= Your goal =
Report each line in the rows below that contains the string "reflection". Only a case-sensitive match counts.

══════

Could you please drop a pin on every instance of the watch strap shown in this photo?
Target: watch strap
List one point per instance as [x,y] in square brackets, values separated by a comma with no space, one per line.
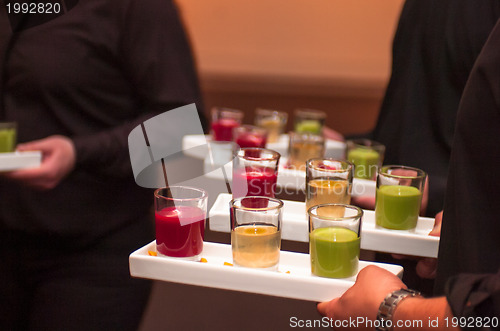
[388,306]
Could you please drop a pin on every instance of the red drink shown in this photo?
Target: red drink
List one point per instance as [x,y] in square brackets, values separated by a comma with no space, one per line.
[180,231]
[254,181]
[222,129]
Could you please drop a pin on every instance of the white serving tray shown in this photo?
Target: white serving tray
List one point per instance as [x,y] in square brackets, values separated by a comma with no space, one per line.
[296,180]
[299,283]
[20,160]
[295,227]
[334,149]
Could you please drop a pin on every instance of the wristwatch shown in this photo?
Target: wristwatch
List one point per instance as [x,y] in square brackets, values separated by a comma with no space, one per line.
[388,306]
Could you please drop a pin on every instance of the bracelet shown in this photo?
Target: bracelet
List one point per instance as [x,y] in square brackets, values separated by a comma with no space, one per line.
[388,306]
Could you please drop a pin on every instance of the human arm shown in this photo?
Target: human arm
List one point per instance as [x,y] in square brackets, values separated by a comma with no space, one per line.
[363,300]
[58,160]
[155,57]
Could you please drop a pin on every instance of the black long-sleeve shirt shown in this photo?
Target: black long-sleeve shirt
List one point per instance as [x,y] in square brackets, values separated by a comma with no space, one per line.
[92,74]
[469,250]
[434,49]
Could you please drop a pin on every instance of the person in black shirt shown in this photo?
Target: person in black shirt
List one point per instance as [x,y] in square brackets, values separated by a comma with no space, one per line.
[76,84]
[468,274]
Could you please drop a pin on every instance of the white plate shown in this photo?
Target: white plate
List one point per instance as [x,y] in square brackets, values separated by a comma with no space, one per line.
[295,180]
[295,227]
[334,149]
[299,283]
[20,160]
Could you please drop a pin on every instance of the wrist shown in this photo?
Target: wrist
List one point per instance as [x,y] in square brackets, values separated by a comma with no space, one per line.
[387,308]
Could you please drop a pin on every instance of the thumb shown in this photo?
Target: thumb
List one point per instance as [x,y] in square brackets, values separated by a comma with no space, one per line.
[324,307]
[30,146]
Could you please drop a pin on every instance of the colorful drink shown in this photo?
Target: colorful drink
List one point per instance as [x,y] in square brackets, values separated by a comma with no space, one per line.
[322,191]
[272,121]
[180,231]
[7,139]
[311,126]
[309,121]
[334,252]
[273,126]
[301,151]
[366,162]
[256,246]
[250,136]
[222,130]
[397,207]
[254,181]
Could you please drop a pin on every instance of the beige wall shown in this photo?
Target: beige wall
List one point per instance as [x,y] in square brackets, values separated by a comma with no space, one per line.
[326,54]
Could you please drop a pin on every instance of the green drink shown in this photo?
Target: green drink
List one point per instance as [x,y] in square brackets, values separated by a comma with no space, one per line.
[397,207]
[365,162]
[7,140]
[334,252]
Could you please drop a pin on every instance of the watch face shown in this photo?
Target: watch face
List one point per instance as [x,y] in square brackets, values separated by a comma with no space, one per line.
[25,14]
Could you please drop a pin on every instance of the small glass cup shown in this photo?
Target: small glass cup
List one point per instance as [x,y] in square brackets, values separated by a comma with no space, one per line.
[7,137]
[399,196]
[334,241]
[302,147]
[256,232]
[219,153]
[250,136]
[255,172]
[180,214]
[328,181]
[224,120]
[271,120]
[366,155]
[309,120]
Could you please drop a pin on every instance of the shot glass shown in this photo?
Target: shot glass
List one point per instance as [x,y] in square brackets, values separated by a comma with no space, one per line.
[398,197]
[218,154]
[224,120]
[7,137]
[302,147]
[250,136]
[309,120]
[180,214]
[255,172]
[334,241]
[256,232]
[366,155]
[328,181]
[272,121]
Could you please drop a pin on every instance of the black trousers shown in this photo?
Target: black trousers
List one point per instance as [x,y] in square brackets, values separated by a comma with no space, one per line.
[46,286]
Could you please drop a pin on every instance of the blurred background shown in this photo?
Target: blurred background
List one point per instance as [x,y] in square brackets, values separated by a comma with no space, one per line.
[331,55]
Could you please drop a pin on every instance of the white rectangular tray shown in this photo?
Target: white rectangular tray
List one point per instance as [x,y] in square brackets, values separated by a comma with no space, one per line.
[299,283]
[295,227]
[20,160]
[289,179]
[334,149]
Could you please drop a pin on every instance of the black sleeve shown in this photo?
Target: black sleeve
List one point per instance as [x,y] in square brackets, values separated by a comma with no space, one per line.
[157,59]
[474,295]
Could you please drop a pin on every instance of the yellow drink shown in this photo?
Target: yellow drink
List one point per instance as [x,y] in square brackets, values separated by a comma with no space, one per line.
[301,152]
[256,246]
[273,126]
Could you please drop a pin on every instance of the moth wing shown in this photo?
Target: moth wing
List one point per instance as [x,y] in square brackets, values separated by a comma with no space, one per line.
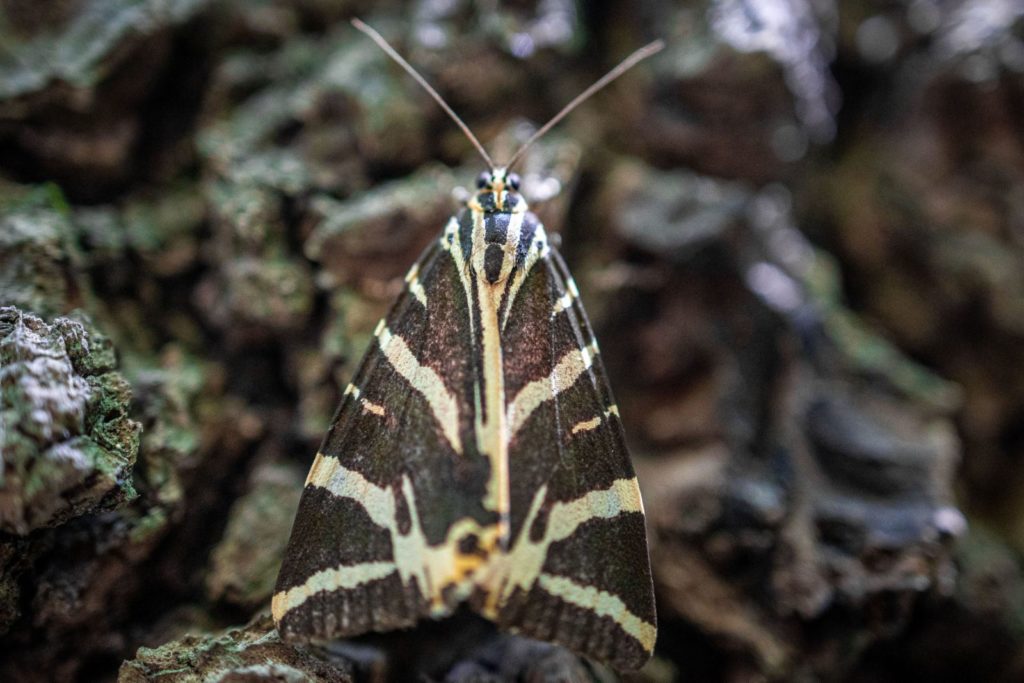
[371,546]
[578,571]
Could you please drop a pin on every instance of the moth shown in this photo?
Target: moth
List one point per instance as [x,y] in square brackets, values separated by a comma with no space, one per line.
[477,456]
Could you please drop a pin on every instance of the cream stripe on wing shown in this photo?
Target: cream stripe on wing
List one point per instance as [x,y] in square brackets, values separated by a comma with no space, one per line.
[602,603]
[568,369]
[521,566]
[424,379]
[329,580]
[434,567]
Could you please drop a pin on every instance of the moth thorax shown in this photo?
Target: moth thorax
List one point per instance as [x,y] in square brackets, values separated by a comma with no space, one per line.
[495,255]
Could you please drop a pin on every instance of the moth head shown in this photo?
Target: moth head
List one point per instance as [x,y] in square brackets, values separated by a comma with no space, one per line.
[498,189]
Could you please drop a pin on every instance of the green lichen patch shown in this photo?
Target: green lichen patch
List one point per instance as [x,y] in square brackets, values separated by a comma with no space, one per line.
[254,652]
[69,445]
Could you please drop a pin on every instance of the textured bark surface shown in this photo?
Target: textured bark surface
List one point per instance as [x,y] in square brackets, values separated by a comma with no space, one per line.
[799,231]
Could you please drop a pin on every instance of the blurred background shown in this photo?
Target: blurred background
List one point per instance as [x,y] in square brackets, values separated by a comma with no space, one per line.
[799,231]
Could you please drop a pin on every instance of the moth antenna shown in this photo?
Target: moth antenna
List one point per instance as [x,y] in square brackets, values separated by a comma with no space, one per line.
[391,52]
[624,66]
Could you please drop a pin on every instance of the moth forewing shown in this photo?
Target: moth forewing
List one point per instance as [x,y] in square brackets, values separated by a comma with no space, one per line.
[477,457]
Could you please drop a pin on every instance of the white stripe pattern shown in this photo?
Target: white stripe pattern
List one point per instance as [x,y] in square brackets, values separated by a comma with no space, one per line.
[568,369]
[424,379]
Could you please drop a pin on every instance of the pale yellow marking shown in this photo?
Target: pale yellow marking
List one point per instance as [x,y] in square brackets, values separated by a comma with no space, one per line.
[413,280]
[455,249]
[538,249]
[433,567]
[566,372]
[521,566]
[586,425]
[370,407]
[424,379]
[328,580]
[603,603]
[491,423]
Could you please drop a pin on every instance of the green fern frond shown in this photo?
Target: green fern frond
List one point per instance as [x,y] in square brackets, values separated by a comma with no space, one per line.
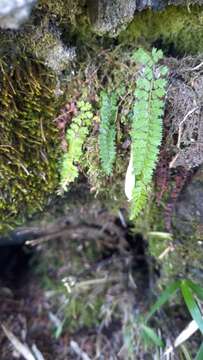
[107,131]
[146,133]
[75,136]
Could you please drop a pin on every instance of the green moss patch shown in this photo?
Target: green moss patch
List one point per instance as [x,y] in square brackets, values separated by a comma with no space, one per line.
[28,138]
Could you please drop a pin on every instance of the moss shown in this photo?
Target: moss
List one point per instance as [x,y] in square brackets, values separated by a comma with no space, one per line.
[28,137]
[177,29]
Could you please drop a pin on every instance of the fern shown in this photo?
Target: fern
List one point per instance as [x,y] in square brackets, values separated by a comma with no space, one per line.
[75,136]
[146,130]
[107,132]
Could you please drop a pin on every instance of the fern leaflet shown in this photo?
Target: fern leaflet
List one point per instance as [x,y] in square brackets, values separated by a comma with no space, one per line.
[146,130]
[76,136]
[107,132]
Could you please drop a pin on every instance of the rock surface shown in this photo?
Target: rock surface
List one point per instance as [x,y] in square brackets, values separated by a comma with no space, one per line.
[189,209]
[111,16]
[14,12]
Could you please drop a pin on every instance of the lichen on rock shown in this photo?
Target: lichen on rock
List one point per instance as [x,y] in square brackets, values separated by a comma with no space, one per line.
[14,12]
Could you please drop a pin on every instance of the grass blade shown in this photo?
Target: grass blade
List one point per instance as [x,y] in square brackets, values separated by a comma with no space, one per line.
[163,298]
[150,333]
[192,305]
[198,290]
[199,355]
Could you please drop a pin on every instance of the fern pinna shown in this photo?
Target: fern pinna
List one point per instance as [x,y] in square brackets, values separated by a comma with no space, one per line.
[107,131]
[75,136]
[146,133]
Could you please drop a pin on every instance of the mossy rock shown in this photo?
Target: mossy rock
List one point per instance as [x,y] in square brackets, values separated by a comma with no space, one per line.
[29,138]
[176,29]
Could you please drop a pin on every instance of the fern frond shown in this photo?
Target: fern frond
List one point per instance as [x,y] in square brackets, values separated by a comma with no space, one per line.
[75,136]
[107,131]
[146,133]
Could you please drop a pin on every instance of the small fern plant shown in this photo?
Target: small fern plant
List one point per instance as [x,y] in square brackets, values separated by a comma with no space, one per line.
[107,131]
[146,133]
[75,136]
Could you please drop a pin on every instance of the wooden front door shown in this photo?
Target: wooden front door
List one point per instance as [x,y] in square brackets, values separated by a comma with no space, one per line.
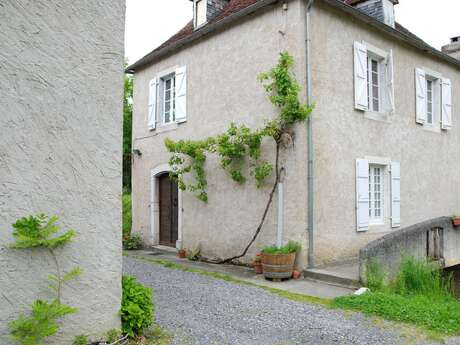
[168,211]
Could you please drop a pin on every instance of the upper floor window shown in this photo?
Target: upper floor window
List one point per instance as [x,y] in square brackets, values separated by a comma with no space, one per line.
[168,98]
[433,99]
[373,77]
[200,15]
[168,103]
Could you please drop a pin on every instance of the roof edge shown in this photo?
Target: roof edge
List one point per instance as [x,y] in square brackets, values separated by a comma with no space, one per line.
[419,44]
[156,54]
[422,45]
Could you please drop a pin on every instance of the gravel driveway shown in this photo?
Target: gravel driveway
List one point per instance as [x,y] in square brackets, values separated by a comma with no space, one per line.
[204,311]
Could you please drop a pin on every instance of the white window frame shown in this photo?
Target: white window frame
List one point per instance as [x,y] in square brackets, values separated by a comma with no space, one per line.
[373,218]
[386,106]
[172,100]
[435,78]
[370,82]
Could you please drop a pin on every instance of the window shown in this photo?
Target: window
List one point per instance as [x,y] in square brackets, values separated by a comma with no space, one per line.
[169,99]
[373,70]
[200,13]
[373,77]
[376,194]
[429,101]
[433,99]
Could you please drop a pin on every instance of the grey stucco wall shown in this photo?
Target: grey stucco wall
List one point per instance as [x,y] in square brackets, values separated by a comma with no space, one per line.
[61,86]
[222,87]
[429,159]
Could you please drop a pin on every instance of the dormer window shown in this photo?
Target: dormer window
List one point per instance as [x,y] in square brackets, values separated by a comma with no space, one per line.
[200,14]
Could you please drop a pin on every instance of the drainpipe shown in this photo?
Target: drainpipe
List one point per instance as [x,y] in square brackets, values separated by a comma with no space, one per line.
[310,151]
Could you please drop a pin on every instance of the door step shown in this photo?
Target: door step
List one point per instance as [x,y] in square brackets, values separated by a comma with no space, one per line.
[346,275]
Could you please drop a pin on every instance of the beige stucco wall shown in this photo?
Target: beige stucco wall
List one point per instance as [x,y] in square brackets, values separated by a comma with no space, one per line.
[430,182]
[222,87]
[61,87]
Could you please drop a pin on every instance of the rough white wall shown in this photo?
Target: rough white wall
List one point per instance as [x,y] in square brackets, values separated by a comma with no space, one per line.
[61,68]
[429,165]
[222,87]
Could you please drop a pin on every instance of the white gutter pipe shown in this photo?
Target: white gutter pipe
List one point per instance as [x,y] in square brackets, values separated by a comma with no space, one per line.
[310,149]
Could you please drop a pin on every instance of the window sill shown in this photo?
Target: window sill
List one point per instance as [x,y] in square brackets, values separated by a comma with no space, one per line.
[165,128]
[382,117]
[432,128]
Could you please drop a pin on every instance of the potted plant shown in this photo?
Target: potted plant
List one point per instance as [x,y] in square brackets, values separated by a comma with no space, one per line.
[456,219]
[278,263]
[258,263]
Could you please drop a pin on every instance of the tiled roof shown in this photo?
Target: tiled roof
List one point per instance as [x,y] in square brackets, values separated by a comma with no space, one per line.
[236,7]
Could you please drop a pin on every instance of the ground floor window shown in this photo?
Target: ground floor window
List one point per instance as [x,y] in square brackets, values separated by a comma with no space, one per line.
[376,193]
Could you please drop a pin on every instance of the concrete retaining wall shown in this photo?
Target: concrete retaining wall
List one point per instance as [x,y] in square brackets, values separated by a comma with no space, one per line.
[437,238]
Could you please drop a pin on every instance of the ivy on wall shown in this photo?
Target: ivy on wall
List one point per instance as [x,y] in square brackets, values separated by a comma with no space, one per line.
[240,146]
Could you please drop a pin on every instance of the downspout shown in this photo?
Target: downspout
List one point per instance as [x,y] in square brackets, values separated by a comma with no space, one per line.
[310,150]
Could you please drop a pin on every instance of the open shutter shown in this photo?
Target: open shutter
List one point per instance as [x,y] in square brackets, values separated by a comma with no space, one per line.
[152,118]
[446,110]
[420,90]
[362,194]
[395,194]
[360,76]
[181,94]
[390,87]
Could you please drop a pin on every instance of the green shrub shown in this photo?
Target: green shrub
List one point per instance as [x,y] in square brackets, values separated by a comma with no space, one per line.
[439,315]
[113,335]
[375,275]
[291,247]
[419,295]
[41,231]
[126,214]
[41,323]
[421,277]
[133,242]
[136,306]
[80,340]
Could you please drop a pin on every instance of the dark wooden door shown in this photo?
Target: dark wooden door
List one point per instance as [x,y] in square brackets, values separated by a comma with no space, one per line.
[168,211]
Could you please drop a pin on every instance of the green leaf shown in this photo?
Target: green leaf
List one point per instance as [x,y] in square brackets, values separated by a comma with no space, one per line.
[72,274]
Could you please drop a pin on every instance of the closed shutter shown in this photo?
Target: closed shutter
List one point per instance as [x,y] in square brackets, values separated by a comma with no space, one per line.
[360,76]
[446,110]
[362,194]
[181,94]
[390,88]
[420,90]
[395,194]
[152,110]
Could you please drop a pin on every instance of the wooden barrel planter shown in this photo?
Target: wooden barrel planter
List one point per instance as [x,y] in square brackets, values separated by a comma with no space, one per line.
[278,266]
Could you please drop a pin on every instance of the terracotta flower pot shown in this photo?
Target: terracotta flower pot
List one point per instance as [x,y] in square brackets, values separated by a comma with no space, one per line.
[296,274]
[278,266]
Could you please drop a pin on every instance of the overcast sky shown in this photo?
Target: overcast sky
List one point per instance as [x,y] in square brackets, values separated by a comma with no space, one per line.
[151,22]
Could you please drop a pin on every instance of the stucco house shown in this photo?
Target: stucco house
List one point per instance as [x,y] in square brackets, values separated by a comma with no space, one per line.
[380,151]
[61,87]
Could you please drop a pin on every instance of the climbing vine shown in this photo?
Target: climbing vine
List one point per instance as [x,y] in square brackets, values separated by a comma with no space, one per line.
[240,146]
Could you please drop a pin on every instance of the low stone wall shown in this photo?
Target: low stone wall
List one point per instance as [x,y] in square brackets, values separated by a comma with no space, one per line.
[436,238]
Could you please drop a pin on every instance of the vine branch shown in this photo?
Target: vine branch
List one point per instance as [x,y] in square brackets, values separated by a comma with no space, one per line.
[240,145]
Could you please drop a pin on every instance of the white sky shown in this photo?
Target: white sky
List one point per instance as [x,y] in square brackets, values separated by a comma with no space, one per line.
[151,22]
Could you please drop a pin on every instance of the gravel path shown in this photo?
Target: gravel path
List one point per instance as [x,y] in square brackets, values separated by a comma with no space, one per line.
[204,311]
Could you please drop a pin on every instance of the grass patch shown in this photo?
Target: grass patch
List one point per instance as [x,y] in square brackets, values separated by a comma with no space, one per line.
[221,276]
[419,295]
[126,214]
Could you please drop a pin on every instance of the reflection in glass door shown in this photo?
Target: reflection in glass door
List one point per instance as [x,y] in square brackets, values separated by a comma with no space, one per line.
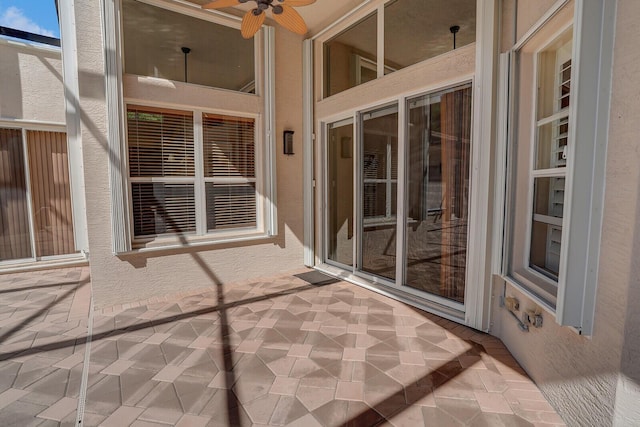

══════

= The solution =
Could you please drop a pin on every instance of the reflection in glass door shown in this photo?
Target: reflection in glass door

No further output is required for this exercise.